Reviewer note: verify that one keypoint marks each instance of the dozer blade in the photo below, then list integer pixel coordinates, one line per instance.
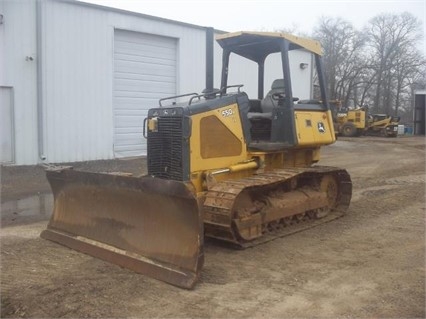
(149, 225)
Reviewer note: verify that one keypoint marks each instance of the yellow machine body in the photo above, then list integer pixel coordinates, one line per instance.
(220, 165)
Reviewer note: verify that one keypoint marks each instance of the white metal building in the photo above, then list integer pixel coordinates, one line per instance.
(76, 79)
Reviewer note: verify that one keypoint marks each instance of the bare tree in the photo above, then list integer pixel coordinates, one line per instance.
(390, 38)
(343, 47)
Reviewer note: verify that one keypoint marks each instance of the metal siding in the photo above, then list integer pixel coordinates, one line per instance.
(7, 130)
(144, 72)
(78, 63)
(77, 73)
(17, 42)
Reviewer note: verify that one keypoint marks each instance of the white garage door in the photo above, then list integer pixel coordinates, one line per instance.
(144, 72)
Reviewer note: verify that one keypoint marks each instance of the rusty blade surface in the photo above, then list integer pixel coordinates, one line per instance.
- - - - - - -
-- EXERCISE DESCRIPTION --
Pictures are to be left out; the listing above is otherwise to be copied exactly.

-- EXERCISE SOLUTION --
Reviewer note: verify that one keypoint marks each instance of the dozer blade in the photo below, then list integer pixel coordinates, one line per instance.
(149, 225)
Reviewer note: verify that one keypoint marks each instance of the yellow machine body in the photo above, then list integer pixel coordinates, one line per instance.
(220, 165)
Reviewer note: verify that one keypoint marks each instance of the white metal building in the photo above, then list integer pixel coordinates, one line per instance.
(76, 79)
Reviewer note: verify that one keypoint marks each instance of the bare tree in the photo above, then list integer pixel coordinates, one line per instance.
(390, 38)
(343, 47)
Reviewer note: verify that one keypoint marks each instance of the metal siding in the photo above, then list integer pixel coordinates, one line per instance.
(7, 130)
(144, 72)
(78, 63)
(77, 73)
(17, 42)
Reviewer note: verify that one keypoint marks each instance of the white garage door in the photo above, then list integer pixel coordinates, one line per instance.
(144, 72)
Reviewer note: verify that one keypoint marks each instance of the rusty blade surface in the photo above, then list integer pixel coordinates, one line per instance.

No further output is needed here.